(Data records)
****************************************

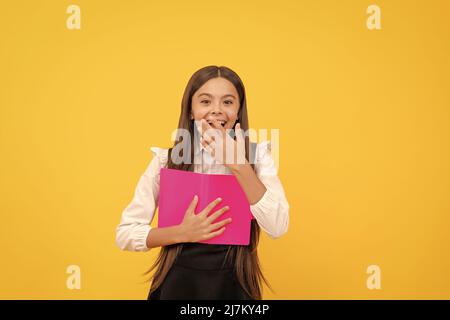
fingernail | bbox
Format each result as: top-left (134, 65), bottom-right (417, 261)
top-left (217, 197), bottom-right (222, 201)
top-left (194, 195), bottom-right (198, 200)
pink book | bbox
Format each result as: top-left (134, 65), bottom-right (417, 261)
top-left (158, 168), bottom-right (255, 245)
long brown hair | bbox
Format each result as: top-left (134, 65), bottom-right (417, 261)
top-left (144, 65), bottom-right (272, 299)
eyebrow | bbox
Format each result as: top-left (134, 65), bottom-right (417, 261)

****************************************

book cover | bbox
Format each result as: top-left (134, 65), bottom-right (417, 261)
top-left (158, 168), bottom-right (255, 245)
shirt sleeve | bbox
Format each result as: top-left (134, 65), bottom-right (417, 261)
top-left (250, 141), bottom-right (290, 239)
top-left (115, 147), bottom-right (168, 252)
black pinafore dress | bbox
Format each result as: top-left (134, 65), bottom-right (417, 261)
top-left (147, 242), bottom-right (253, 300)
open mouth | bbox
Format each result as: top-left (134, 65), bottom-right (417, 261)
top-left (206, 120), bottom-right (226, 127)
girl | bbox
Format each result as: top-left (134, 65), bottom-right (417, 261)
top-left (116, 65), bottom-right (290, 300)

****************************************

* Work to complete
From the data above, return every line from the line that has "fingernail | bbox" up to and including the line that has "long brown hair | bbox", exactly.

* Answer to the problem
fingernail | bbox
Format each result as: top-left (134, 65), bottom-right (417, 261)
top-left (217, 197), bottom-right (222, 201)
top-left (194, 195), bottom-right (198, 200)
pink book | bbox
Format each result as: top-left (134, 65), bottom-right (417, 261)
top-left (158, 168), bottom-right (255, 245)
long brown hair | bbox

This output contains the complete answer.